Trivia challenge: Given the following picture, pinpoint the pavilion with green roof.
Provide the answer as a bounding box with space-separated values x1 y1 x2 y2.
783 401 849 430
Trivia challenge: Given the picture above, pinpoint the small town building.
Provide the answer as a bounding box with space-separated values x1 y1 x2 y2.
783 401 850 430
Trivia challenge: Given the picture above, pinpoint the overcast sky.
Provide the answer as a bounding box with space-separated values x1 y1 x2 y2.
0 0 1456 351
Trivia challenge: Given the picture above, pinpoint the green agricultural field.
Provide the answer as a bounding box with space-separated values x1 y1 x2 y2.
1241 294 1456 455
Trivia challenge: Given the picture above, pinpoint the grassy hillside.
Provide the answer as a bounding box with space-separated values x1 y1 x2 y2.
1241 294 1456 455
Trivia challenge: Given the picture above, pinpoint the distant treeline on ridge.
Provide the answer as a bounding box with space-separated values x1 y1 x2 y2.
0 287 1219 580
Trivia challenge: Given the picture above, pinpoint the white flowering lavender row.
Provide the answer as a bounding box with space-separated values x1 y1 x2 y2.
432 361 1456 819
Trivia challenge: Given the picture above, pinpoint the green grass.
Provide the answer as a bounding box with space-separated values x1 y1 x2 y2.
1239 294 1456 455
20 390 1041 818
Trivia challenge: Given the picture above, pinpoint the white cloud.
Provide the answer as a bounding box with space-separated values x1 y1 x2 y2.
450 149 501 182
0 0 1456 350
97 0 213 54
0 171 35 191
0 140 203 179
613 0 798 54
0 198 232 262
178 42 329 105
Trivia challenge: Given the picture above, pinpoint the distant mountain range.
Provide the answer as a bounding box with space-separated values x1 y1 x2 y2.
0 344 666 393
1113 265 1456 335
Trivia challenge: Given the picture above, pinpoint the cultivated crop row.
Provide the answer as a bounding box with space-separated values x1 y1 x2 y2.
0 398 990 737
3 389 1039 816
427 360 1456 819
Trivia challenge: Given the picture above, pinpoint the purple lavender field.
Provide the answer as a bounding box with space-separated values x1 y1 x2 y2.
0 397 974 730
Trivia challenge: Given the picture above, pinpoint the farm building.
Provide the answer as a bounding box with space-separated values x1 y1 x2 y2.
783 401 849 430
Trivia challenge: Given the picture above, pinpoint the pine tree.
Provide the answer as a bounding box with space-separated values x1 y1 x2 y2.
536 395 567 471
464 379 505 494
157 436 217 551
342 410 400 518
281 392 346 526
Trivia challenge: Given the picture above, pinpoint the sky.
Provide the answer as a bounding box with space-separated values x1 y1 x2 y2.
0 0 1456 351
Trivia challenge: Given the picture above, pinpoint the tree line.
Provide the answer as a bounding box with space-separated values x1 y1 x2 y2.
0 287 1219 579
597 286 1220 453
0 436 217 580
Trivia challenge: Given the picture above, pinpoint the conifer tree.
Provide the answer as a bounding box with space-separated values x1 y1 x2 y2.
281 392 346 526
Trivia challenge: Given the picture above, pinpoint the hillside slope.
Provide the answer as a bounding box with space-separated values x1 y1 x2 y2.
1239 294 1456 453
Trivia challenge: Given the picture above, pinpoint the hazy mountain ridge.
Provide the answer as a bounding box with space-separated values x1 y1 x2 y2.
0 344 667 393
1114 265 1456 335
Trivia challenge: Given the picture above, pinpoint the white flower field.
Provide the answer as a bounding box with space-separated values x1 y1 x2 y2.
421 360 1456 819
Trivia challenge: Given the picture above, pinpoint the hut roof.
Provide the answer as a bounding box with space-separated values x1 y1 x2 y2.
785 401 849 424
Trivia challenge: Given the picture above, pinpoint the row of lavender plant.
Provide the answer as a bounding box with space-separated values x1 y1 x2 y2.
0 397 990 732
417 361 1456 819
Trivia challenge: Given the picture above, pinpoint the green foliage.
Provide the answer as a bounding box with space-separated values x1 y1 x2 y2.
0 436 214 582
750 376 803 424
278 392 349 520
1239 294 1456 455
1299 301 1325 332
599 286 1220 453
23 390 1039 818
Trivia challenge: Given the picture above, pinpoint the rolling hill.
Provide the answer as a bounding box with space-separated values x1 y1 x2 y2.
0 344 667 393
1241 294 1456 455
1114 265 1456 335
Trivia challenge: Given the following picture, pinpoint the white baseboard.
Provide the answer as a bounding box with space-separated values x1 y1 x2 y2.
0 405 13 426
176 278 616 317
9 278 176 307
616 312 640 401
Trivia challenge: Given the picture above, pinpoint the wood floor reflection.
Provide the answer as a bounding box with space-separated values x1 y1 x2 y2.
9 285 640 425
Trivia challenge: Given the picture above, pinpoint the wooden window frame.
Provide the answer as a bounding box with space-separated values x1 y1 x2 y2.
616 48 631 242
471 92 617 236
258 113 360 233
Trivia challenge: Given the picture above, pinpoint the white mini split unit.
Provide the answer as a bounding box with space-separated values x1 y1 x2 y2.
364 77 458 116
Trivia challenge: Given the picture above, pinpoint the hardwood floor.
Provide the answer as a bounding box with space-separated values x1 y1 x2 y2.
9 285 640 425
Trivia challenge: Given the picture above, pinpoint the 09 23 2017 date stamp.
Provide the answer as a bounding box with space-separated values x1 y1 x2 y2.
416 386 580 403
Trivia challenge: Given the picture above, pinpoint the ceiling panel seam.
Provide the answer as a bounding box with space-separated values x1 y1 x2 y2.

· · · · · · ·

## Set problem
Everything from the line with "mini split unit." to the end of the listing above needs to be duplicated exactly, both end lines included, with nothing more.

## Exercise output
Trivia challenge: Given the picture above, pinpoint the white mini split unit.
Provide the answer as a bounding box with space-separated values x1 y1 x2 y2.
364 77 458 116
Trivia challenge: Given the picture above, pinpoint the hardwood floor.
Provide the answer as a bounding box with space-separated values x1 y1 x2 y2.
9 285 640 425
Trivia challenge: Given the picture above, pinpoint the 09 23 2017 date stamp.
Provide the answer as a bounding box with space-separated values x1 y1 x2 y2.
416 386 580 403
Trivia challenge: Given the picture above, pinpoint the ceiling panel seam.
Provide the answer as a bounding box with space-separated values x1 y1 x2 y2.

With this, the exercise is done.